• Text to read

***

InfoSphere Information Server How To: Caching 'Time Saver' in DataStage Transformer

This blog discusses simplification of even the most complicated data integration challenges. When we can achieve that, and make data processing more efficent, it's the best of both worlds. The new cache mechanism is a benefit to both of those goals.

The Transformer Cache is an in-memory storage mechanism that is available from within the Transformer stage and is used to help solve complex data integration scenarios. The cache is a first-in/first-out (i.e. FIFO) construct and is accessible to the developer via two new functions:

SaveInputRecord: stores an input row to back of the cache

GetInputRecord: retrieves a saved row from the front of the cache

These functions should be called from the stage variable or loop variable sections of the transformer in most cases. Developers will find the cache most useful when a set of records need to be analyzed as a single unit and then have a result of that data appended to each record in the group.

***

• Written request 1
Translate this sentence from the Transformer cache article into Spanish: "These functions should be called from the stage variable or loop variable sections of the transformer in most cases."
• Written request 2
Write the next part of the Transformer cache article, picking up right after its last sentence.

(Entries from a point annotation set)
***

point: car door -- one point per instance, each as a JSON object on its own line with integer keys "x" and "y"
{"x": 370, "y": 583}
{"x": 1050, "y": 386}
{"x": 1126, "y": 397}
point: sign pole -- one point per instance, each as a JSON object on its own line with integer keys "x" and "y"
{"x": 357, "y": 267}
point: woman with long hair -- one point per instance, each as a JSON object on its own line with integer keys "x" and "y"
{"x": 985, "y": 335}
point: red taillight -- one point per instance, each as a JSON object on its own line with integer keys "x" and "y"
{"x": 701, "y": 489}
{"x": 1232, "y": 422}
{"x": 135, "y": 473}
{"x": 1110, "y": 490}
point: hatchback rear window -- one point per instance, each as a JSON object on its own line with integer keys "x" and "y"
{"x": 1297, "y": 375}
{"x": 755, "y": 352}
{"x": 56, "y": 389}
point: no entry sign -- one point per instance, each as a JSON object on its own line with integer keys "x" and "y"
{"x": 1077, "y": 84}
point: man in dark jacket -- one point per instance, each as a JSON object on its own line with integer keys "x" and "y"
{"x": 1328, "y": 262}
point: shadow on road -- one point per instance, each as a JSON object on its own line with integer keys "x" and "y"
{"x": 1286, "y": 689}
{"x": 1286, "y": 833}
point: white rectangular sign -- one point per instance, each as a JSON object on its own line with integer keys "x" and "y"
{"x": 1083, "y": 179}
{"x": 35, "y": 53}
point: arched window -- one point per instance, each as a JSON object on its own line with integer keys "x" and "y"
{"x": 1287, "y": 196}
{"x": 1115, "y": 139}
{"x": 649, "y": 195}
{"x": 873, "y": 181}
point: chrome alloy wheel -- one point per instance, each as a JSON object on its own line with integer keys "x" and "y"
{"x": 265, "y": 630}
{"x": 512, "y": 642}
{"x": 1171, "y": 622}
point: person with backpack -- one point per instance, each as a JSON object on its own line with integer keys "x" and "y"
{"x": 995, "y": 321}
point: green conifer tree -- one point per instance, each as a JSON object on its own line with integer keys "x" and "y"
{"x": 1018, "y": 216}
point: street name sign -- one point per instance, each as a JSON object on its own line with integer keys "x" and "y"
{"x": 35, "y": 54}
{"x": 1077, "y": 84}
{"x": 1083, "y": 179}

***

• Written reply 1
En la mayoría de los casos, estas funciones deben llamarse desde las secciones de variables de etapa o de variables de bucle del Transformer.

• Written reply 2
Here are few scenarios discussed by Tony in detail where using a cache will prove VERY helpful:

The input data set is sorted by fund id and valuation date in ascending order. We have an unknown number of records for each fund. The requirement is to output the five most recent valuations for any fund and if there are not at least five, do not output any.
There is a varying number of clients (N) related to each salesperson. The requirement is to label each such client detail record with a label that reads "1 of N".
An input file contains multiple bank accounts for each customer. The requirement is to show the percentage of the total balance for each individual account record.
Perhaps one or more of these sounds familiar to you. You may also refer to the Information Server InfoCenter for more detail on this solution.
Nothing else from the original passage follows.